*** Texte d'étude

L'école plus inclusive ?
Sur ces besoins spécifiques, l'académie met en avant l'ouverture en septembre de dix nouvelles classes Ulis (pour un total de 450 tous cycles confondus), dédiées à l'inclusion d'élèves handicapés dans des établissements scolaires dits "classiques".
Selon les chiffres du rectorat, il y avait, sur l'année scolaire passée, en moyenne 22,4 enfants par classe élémentaire et 22,5 par classe de maternelles en Centre-Val de Loire. Avec, sur les maternelles, une baisse par rapport à 2018-2019 (23,4 enfants par classe). Ces statistiques peuvent avoir été aidées par le dédoublement des classes de CP en zones d'éducation prioritaire, entamé en 2017. Une réforme, portée par Jean-Michel Blanquer, qui aurait "déshabillé Paul pour habiller Jacques", expliquait Franceinfo en 2019.
"On est loin du 40 enfants par classe décrié par certain", insiste-t-on au rectorat, assurant que des effectifs de plus de 35 élèves "ne se voient qu'au lycée dans des zones urbaines".

******
*** Données extraites

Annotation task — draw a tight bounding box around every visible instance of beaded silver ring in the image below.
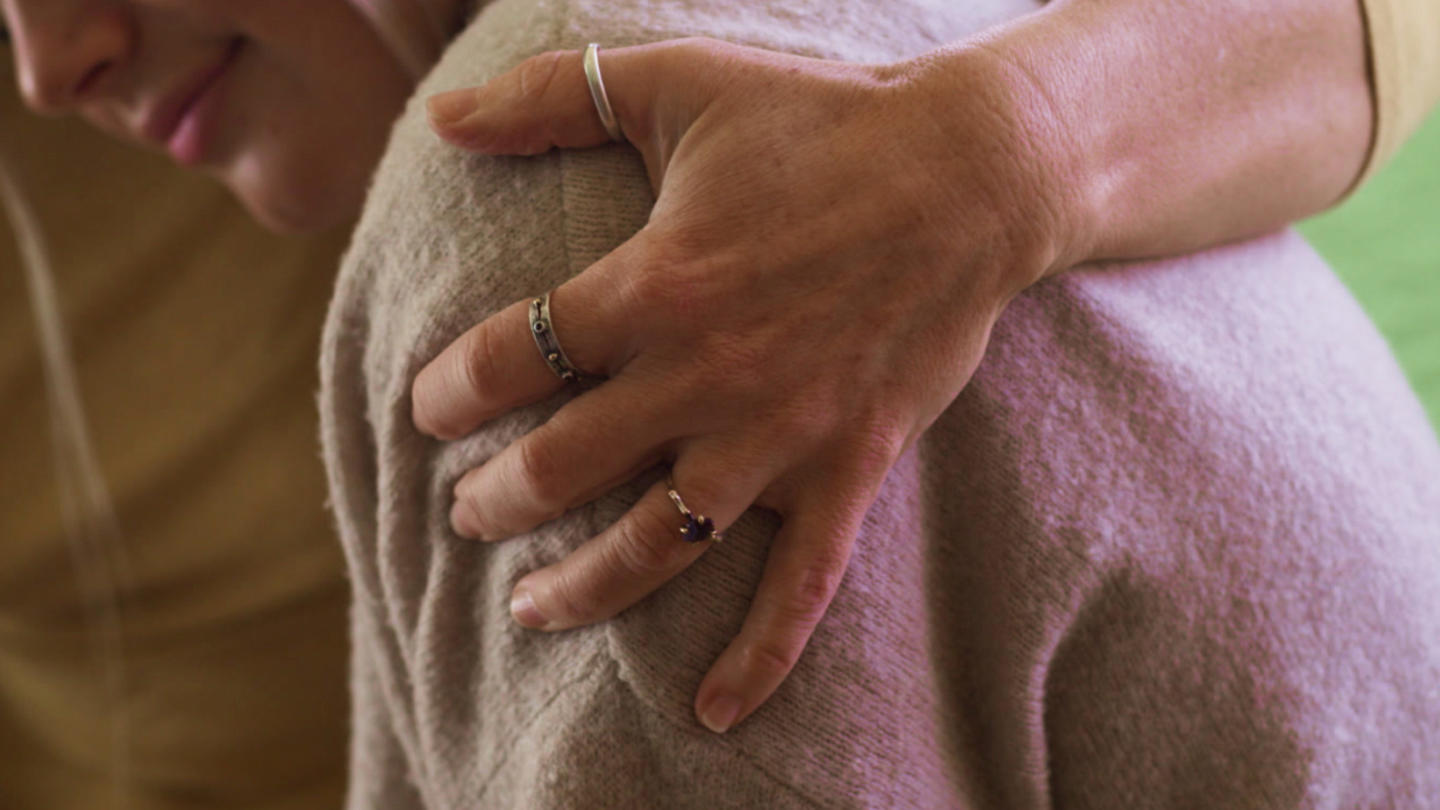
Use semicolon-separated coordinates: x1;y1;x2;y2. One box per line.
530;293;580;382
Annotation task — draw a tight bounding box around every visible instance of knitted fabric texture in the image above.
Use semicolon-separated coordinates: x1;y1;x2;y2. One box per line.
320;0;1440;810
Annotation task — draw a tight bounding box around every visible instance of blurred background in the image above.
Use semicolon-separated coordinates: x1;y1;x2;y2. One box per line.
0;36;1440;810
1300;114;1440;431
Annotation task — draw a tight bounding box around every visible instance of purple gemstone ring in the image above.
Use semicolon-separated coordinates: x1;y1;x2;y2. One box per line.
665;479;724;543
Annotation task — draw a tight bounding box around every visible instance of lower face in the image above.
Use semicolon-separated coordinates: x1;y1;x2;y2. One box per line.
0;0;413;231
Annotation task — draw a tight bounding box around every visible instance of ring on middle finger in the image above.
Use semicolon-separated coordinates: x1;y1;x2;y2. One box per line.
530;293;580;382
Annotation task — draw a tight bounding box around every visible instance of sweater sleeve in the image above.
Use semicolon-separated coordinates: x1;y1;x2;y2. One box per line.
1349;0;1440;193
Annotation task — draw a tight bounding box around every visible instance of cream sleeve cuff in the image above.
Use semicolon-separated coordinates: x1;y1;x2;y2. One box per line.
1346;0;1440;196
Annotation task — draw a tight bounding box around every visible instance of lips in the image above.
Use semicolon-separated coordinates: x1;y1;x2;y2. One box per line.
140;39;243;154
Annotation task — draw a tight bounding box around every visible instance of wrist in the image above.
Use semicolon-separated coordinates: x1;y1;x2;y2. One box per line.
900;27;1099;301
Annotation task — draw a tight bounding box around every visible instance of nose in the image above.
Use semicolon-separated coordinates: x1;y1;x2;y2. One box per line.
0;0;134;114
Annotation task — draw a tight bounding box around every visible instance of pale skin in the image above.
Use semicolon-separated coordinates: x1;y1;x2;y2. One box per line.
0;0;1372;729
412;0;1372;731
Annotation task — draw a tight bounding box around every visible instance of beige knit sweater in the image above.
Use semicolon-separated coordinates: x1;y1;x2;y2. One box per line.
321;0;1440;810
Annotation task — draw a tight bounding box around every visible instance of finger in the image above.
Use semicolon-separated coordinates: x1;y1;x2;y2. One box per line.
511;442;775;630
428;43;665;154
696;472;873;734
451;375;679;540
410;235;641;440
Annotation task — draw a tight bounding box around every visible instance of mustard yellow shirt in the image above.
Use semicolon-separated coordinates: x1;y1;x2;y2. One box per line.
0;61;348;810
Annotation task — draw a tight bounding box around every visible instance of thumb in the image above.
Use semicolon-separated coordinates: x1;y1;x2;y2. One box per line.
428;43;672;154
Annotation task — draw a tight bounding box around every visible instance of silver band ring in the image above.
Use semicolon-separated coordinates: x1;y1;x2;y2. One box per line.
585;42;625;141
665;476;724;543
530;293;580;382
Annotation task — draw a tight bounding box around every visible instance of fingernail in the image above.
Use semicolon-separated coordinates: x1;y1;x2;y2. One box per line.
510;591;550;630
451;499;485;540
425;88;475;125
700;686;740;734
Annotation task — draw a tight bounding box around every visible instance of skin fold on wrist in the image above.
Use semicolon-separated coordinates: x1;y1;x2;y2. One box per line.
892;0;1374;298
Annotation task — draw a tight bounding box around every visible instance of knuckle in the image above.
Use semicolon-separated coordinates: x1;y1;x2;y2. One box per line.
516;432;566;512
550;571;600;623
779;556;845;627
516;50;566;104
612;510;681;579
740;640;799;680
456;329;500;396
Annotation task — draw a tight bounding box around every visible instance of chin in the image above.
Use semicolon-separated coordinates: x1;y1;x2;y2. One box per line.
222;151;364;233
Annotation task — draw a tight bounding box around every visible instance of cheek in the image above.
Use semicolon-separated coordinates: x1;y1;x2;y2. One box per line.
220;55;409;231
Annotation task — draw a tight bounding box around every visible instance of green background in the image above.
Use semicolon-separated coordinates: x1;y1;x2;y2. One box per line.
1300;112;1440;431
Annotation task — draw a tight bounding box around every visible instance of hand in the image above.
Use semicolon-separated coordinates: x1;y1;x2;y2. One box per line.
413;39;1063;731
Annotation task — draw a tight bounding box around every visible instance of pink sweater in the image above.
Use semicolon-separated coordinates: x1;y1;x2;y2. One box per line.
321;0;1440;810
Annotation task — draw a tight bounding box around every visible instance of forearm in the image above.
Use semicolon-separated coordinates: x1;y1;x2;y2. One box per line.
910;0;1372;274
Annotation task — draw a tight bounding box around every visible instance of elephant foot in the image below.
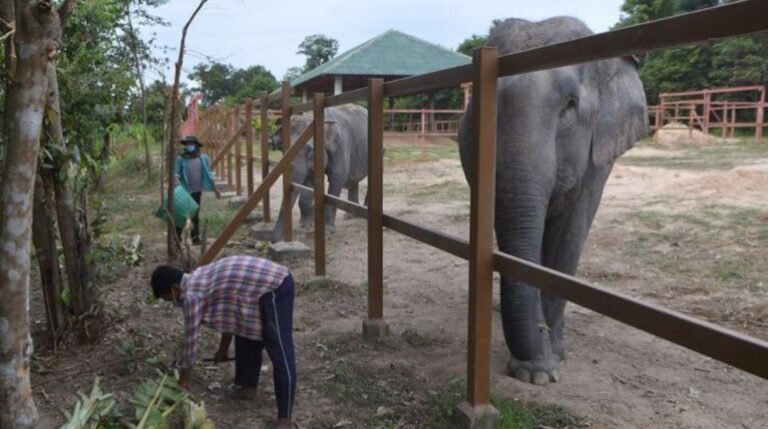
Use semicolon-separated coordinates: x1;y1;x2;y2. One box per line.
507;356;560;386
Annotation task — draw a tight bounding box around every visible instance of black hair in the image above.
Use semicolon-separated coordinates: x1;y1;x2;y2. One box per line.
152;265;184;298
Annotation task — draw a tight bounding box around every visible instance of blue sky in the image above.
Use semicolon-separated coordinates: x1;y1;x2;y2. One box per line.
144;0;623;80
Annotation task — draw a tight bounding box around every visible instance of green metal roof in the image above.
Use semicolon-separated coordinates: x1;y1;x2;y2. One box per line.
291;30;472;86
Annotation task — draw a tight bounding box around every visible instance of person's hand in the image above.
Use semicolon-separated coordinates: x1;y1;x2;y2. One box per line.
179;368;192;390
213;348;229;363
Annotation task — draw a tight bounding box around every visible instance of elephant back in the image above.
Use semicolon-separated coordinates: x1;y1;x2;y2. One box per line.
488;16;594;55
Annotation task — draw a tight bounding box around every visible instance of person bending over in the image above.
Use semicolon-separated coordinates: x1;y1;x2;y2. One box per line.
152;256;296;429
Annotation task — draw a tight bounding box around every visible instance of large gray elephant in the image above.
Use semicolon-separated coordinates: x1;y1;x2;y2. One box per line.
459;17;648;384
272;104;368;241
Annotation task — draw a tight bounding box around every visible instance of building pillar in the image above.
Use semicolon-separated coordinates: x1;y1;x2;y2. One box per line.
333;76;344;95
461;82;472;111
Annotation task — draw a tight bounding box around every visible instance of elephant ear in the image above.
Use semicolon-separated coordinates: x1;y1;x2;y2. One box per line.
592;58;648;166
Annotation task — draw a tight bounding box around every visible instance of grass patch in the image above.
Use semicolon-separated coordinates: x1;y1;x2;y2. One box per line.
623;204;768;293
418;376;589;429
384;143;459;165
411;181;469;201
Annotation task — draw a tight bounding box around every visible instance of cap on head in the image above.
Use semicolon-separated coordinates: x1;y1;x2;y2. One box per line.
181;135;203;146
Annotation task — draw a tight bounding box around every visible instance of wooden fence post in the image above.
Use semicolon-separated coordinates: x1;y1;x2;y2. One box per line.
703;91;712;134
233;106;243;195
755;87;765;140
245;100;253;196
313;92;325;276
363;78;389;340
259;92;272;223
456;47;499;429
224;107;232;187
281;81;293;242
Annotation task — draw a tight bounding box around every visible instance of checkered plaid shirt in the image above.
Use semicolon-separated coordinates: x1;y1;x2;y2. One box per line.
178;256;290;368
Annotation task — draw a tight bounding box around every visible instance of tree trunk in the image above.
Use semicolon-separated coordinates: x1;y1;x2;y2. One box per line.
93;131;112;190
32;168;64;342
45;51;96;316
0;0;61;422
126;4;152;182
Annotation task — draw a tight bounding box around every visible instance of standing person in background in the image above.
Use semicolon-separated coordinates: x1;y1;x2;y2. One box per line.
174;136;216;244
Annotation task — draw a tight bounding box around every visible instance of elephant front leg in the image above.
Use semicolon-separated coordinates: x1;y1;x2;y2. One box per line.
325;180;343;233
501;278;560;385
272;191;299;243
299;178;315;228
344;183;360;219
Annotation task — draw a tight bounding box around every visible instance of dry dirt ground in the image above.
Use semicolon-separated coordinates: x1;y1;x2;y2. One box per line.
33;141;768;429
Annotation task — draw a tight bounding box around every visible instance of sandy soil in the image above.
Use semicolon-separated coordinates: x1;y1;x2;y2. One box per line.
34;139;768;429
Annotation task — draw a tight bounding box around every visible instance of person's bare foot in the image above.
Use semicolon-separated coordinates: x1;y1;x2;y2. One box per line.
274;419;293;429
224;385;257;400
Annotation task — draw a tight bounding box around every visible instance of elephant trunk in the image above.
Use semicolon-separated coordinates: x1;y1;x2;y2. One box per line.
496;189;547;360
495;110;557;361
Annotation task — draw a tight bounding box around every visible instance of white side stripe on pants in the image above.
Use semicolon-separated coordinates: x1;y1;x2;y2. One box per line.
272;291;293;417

******

D'après le texte sur l'école inclusive, quel était le nombre moyen d'enfants par classe de maternelle en Centre-Val de Loire sur l'année scolaire passée ? Seul le texte d'étude sert de référence, sans recours aux lignes.

> **Réponse attendue**
22,5 enfants par classe.